§ What to produce
List the data as numbered lines, from its first line up to and including the line with "(1255, 226)". Skip blank lines and leave out the pictures.

§ Data for this task
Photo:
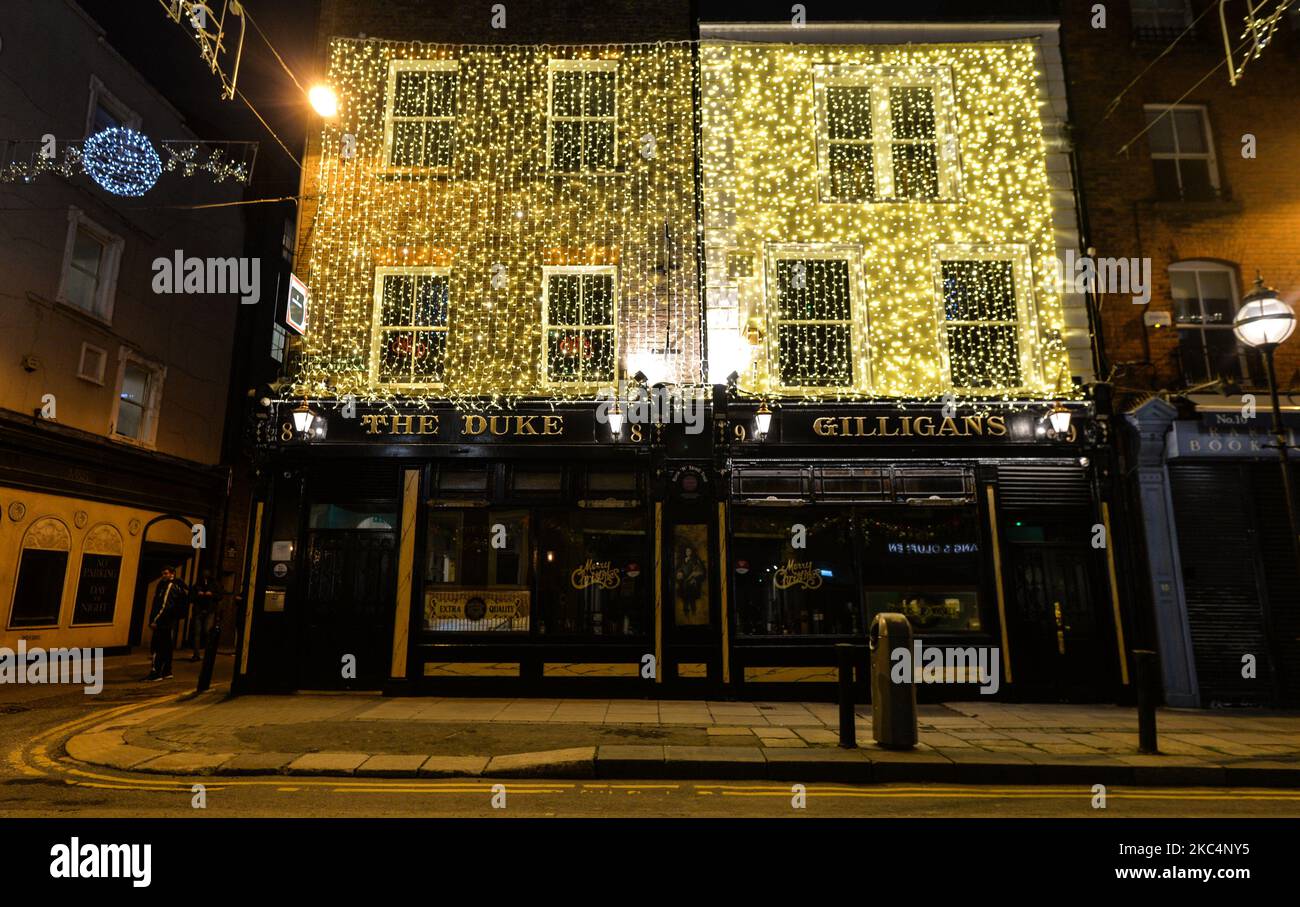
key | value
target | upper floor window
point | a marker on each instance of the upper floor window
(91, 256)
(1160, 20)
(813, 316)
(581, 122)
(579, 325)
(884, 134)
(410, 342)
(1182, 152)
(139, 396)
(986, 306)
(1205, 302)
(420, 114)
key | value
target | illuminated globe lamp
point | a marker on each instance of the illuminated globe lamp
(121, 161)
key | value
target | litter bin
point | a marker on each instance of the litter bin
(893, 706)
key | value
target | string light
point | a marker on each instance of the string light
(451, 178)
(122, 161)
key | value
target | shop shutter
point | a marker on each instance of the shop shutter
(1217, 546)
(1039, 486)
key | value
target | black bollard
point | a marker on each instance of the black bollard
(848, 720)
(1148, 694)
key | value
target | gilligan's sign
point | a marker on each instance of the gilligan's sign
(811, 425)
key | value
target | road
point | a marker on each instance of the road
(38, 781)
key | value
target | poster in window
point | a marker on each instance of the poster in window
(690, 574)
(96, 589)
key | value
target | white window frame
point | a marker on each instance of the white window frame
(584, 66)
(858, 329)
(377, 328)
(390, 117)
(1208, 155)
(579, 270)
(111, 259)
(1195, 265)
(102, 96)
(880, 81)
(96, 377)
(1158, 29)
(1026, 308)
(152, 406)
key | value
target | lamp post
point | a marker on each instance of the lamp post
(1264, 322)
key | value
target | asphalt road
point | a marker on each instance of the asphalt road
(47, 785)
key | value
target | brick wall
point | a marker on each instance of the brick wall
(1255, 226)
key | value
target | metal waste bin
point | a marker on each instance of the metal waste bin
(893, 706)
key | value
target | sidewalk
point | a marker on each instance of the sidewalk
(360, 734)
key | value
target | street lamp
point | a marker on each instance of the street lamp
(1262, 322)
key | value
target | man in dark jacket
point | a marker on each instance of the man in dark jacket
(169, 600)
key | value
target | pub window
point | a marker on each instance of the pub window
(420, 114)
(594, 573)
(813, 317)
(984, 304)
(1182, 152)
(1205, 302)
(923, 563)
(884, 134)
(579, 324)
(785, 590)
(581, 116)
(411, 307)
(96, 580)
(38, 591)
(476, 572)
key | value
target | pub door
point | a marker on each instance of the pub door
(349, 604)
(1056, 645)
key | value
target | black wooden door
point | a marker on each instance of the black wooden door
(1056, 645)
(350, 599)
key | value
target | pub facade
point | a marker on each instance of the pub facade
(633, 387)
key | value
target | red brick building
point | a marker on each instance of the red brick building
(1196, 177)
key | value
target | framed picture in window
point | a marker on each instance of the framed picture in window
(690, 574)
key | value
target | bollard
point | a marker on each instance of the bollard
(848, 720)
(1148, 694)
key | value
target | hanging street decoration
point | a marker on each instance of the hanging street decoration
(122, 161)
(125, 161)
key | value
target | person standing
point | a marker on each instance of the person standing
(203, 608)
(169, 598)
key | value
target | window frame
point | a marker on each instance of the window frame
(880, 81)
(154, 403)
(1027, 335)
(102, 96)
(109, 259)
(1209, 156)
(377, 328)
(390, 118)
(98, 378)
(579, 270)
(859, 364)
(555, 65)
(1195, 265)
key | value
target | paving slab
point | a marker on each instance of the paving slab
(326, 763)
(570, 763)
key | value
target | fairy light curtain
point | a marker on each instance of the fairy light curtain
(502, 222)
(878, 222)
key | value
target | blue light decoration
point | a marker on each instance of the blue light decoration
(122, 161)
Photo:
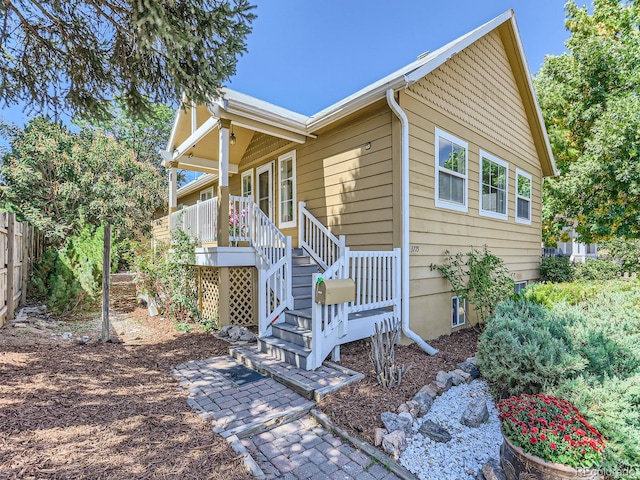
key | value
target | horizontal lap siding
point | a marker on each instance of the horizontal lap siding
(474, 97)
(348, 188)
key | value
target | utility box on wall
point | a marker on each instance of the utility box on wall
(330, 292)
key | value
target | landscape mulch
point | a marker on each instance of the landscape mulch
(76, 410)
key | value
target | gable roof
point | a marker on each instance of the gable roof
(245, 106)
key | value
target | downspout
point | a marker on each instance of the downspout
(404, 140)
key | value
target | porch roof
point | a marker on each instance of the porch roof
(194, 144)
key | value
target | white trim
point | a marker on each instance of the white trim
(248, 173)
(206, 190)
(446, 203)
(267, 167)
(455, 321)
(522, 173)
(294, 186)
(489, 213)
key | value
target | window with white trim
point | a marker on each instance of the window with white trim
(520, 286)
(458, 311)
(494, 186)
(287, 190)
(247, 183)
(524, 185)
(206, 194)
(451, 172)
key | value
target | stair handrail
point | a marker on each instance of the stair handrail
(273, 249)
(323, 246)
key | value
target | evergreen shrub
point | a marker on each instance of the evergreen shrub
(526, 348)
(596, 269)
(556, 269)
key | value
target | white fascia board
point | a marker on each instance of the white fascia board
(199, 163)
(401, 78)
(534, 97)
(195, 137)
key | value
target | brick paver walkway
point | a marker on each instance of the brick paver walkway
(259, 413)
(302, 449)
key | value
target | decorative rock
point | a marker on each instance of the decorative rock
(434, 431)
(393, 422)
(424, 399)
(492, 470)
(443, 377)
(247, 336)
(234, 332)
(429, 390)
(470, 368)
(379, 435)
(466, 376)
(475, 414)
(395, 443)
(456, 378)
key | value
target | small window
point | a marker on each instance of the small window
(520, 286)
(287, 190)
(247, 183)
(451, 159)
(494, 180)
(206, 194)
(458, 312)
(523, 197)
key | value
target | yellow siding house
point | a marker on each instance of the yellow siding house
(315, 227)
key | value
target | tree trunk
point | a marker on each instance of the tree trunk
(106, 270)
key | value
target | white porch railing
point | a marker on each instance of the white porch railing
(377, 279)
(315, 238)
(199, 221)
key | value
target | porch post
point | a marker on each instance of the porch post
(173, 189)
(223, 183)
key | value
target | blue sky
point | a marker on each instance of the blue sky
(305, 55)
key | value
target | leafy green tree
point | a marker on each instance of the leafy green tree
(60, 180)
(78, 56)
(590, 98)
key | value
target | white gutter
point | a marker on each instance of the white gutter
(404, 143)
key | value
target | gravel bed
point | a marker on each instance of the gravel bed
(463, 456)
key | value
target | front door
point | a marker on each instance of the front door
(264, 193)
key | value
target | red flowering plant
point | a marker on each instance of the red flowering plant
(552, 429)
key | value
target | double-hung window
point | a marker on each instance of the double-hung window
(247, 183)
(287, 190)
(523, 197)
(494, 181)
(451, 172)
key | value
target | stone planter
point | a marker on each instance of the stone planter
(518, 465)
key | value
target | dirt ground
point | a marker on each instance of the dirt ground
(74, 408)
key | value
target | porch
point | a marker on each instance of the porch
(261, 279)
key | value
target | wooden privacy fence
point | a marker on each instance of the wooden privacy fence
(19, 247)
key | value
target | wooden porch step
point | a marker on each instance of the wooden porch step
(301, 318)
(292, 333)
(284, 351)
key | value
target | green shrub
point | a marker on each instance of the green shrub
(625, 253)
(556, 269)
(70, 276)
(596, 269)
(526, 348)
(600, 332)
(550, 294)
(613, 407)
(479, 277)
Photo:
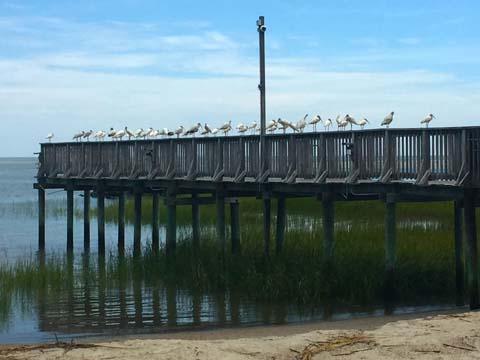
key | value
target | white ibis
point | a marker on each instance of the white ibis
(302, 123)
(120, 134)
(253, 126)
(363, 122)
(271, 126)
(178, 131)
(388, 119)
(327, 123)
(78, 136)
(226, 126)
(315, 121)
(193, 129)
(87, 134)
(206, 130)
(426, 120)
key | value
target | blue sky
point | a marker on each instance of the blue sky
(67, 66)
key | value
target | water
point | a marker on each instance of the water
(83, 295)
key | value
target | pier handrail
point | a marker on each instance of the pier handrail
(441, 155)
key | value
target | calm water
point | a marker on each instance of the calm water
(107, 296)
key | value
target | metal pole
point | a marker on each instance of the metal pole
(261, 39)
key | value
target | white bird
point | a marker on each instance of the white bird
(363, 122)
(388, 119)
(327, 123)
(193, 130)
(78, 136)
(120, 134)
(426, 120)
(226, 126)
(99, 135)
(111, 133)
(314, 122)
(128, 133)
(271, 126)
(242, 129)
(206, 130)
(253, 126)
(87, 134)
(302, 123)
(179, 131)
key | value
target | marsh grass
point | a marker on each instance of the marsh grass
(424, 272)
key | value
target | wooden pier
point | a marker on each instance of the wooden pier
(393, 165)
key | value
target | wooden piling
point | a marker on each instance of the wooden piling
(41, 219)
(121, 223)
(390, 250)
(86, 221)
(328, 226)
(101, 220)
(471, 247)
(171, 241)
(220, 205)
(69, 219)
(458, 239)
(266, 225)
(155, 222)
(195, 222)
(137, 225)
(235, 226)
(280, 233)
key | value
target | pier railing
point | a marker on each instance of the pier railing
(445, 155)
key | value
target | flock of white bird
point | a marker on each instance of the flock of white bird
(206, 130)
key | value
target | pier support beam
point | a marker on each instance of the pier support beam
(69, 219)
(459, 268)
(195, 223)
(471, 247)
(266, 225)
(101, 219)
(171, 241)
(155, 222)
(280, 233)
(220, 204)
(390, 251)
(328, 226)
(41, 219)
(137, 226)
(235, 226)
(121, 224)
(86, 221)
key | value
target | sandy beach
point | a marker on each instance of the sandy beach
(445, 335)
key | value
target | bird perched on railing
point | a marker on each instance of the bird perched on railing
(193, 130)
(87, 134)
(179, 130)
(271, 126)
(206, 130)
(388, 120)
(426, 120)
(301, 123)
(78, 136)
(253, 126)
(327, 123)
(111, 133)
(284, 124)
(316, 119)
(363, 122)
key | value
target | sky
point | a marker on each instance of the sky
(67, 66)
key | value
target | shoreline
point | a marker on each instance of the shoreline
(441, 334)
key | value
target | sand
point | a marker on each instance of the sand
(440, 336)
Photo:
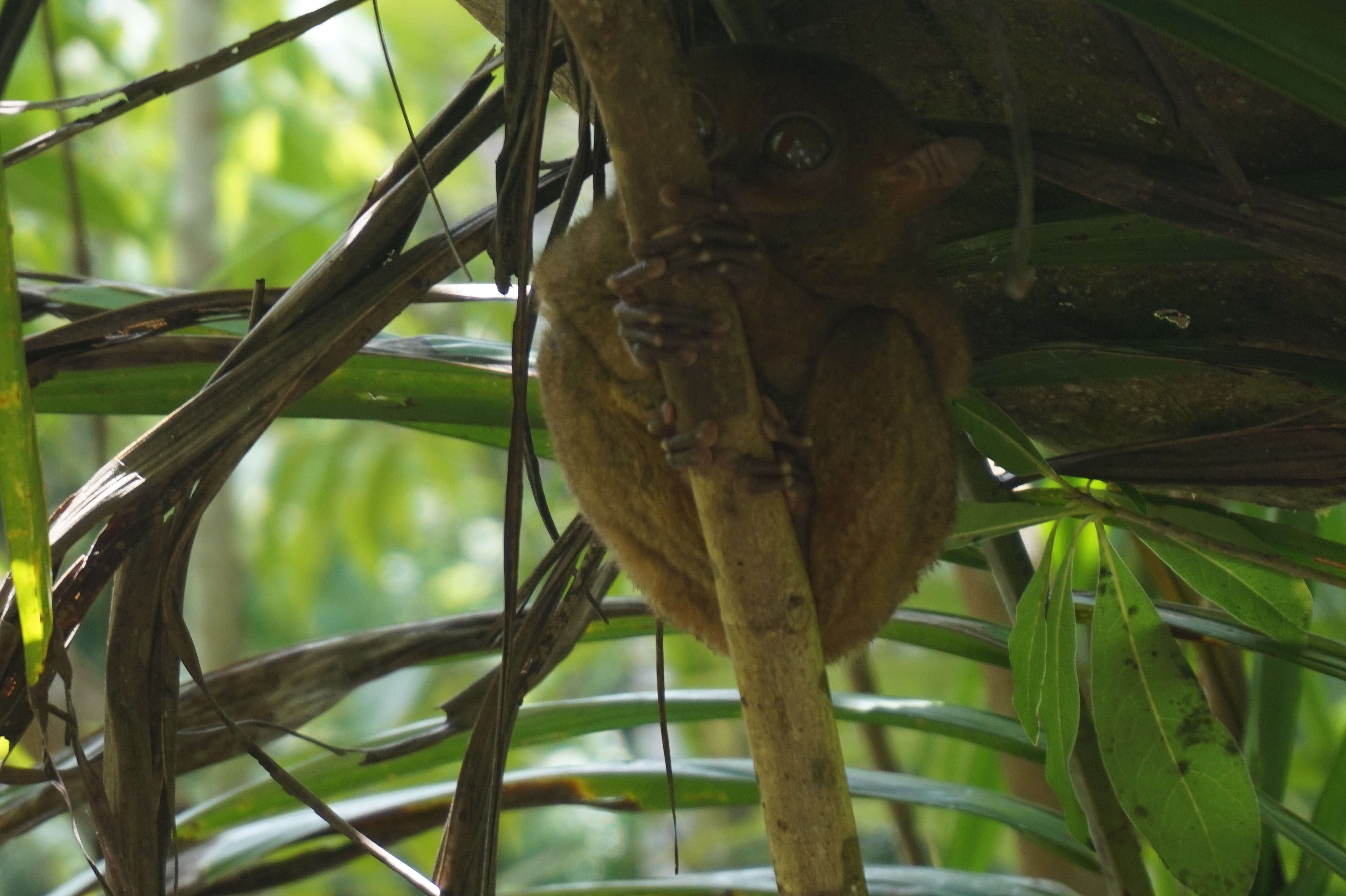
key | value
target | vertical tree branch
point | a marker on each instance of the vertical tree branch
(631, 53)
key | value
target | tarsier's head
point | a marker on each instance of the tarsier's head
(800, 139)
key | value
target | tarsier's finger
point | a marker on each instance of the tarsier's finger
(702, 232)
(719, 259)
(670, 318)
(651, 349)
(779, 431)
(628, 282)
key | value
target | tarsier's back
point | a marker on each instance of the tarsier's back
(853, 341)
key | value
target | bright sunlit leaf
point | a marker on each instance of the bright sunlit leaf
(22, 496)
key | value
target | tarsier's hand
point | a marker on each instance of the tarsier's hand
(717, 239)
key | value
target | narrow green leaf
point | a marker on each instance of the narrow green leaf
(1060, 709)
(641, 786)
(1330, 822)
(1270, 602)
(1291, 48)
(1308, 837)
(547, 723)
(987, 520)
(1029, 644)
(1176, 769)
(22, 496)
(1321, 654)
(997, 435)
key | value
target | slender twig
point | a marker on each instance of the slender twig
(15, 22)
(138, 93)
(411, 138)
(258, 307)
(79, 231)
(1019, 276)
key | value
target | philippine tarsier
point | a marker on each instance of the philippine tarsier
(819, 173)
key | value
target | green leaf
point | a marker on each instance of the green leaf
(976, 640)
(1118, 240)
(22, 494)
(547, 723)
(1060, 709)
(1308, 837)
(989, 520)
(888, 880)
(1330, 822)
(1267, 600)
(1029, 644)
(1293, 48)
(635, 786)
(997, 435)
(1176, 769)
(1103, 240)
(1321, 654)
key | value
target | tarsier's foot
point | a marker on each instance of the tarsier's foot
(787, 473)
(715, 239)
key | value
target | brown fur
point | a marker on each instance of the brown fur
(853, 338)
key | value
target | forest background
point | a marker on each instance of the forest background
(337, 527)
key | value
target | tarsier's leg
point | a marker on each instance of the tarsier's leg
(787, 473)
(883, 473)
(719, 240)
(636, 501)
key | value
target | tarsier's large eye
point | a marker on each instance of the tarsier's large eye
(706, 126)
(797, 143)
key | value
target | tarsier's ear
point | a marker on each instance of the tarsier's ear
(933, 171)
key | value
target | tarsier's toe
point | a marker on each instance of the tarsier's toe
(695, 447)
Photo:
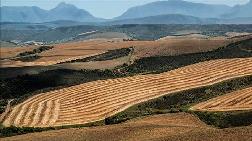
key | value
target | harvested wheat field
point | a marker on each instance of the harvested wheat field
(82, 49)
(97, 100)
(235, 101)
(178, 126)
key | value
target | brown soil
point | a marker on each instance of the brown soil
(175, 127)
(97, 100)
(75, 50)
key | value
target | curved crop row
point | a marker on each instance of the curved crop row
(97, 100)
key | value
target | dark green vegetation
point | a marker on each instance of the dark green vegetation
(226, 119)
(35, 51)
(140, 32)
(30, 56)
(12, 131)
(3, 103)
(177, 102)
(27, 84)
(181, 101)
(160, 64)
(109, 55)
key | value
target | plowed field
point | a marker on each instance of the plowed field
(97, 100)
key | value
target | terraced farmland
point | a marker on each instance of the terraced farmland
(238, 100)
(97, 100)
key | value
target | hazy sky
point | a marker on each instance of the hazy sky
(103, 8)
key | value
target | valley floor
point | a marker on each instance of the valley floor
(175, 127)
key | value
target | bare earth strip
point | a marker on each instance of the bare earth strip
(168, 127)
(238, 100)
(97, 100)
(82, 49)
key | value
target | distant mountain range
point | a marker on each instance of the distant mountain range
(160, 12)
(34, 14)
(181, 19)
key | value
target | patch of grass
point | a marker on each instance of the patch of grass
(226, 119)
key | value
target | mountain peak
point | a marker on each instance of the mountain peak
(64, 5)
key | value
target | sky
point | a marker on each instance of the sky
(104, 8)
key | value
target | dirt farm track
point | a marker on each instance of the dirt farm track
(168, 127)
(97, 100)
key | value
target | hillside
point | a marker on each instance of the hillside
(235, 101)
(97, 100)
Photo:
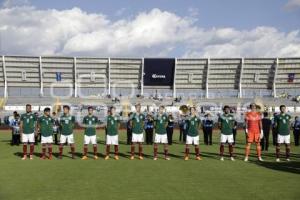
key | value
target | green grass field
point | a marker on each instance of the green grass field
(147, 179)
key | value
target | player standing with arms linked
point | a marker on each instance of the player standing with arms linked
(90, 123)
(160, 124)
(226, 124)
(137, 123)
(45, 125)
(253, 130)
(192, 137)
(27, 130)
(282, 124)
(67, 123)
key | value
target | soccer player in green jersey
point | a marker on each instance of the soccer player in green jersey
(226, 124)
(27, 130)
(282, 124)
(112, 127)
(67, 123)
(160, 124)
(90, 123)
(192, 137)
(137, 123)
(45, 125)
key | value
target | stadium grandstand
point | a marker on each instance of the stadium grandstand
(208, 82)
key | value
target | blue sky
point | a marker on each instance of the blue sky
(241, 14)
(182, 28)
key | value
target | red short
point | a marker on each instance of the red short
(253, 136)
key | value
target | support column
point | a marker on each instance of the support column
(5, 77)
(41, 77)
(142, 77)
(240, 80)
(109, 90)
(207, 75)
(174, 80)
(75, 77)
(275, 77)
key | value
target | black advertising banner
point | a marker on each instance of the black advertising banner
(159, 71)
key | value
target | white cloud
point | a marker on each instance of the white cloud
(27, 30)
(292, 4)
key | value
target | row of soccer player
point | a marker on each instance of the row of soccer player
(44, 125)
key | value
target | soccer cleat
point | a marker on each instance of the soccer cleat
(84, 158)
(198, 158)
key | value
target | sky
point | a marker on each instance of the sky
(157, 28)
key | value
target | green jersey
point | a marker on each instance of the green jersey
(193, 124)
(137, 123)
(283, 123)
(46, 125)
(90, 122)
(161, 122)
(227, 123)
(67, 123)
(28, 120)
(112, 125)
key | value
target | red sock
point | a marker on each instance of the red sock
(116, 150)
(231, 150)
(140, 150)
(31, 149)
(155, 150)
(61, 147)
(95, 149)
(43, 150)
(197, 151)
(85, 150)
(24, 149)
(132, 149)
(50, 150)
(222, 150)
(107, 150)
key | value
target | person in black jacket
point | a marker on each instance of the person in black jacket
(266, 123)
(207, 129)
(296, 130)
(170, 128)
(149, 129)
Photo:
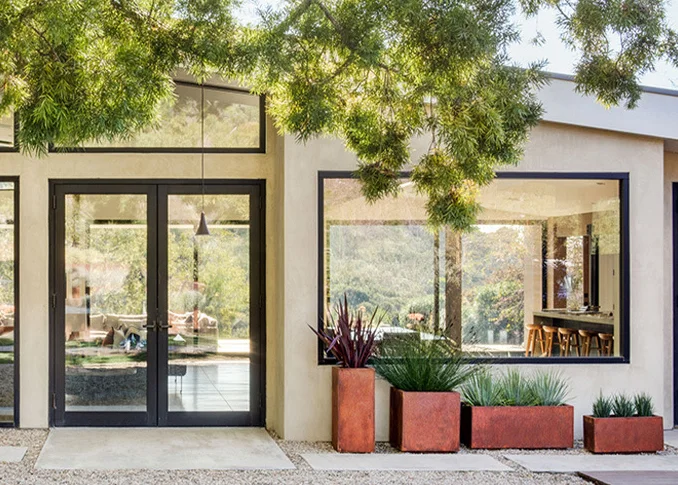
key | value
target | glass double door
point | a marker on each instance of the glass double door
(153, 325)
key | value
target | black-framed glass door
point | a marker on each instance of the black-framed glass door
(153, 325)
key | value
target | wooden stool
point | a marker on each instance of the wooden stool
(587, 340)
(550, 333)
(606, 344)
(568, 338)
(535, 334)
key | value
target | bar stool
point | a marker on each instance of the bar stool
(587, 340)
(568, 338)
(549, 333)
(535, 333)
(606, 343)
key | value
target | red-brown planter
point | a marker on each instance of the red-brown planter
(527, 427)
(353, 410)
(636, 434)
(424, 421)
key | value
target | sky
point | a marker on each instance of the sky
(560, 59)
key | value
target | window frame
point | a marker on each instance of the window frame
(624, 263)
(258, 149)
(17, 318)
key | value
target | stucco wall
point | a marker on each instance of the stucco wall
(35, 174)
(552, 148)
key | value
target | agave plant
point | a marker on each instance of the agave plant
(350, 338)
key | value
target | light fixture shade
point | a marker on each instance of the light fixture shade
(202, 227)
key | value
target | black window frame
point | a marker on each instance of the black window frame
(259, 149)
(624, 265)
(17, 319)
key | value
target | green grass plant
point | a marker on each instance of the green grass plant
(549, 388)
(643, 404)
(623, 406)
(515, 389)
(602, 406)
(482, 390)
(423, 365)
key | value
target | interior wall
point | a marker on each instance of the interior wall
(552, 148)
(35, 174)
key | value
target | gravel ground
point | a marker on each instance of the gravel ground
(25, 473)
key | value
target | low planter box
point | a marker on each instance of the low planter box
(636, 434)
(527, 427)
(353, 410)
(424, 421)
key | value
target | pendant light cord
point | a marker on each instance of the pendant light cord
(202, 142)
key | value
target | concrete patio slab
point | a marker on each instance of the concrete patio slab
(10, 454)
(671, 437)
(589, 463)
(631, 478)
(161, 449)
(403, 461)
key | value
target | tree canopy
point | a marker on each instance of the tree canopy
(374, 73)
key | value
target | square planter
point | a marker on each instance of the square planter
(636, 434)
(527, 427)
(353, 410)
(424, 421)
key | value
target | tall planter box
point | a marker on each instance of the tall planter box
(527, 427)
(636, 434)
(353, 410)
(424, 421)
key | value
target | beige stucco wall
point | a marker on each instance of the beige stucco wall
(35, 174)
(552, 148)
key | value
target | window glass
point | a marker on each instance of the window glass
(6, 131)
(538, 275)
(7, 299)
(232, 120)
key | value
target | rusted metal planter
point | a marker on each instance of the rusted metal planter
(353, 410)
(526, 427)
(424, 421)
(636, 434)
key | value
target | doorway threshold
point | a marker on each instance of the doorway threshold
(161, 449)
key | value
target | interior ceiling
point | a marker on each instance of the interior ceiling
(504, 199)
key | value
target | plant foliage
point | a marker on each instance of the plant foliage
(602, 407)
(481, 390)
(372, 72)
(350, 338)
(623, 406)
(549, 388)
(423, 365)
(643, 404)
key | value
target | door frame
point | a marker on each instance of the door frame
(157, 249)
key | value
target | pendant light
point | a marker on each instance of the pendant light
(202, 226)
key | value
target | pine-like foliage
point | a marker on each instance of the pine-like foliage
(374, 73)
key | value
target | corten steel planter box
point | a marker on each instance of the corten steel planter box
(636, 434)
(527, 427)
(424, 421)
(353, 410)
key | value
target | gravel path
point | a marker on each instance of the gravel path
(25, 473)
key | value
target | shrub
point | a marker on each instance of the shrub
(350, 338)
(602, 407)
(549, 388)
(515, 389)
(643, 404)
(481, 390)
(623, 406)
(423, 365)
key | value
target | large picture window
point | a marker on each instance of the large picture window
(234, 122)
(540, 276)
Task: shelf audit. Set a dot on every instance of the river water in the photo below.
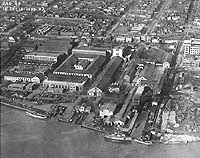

§ Finished answer
1. Photo:
2. key | value
3. target | upper floor window
4. point | a marker on each instance of the upper floor window
5. (91, 256)
6. (1160, 20)
7. (813, 316)
8. (581, 122)
9. (579, 325)
10. (884, 134)
11. (410, 342)
12. (1182, 152)
13. (139, 396)
14. (986, 306)
15. (1205, 302)
16. (420, 114)
17. key | value
18. target | illuminated globe lamp
19. point | a marker on each instance of the illuminated globe lamp
20. (121, 161)
21. key | value
22. target | litter bin
23. point | a marker on each instance of the litter bin
24. (893, 706)
25. key | value
26. target | string light
27. point | a marker on each instance of the string light
28. (451, 178)
29. (122, 161)
30. key | value
31. target | shop shutter
32. point | a marker on each instance of the shop shutter
33. (1217, 546)
34. (1039, 486)
35. key | value
36. target | black bollard
37. point | a marker on each instance of the black bollard
38. (848, 720)
39. (1148, 694)
40. key | value
41. target | gilligan's sign
42. point | a marker on each instance of the gilligan's sign
43. (811, 425)
44. key | value
45. target | road
46. point | a marker on each instance of the road
47. (38, 781)
48. key | value
49. target | poster in window
50. point | a marker on each instance of the poster in window
51. (690, 574)
52. (96, 589)
53. key | value
54. target | white window frame
55. point | a marker on each instance of the white window frame
56. (584, 66)
57. (858, 329)
58. (377, 328)
59. (390, 117)
60. (1208, 155)
61. (579, 270)
62. (111, 259)
63. (1195, 265)
64. (102, 96)
65. (880, 81)
66. (96, 377)
67. (1158, 29)
68. (1026, 308)
69. (152, 406)
70. key | value
71. target | lamp post
72. point | a marker on each instance of the lamp post
73. (1264, 322)
74. key | value
75. target | asphalt road
76. point | a marker on each instance of the asphalt road
77. (47, 785)
78. key | value
79. target | brick wall
80. point | a marker on each instance of the brick wall
81. (1255, 226)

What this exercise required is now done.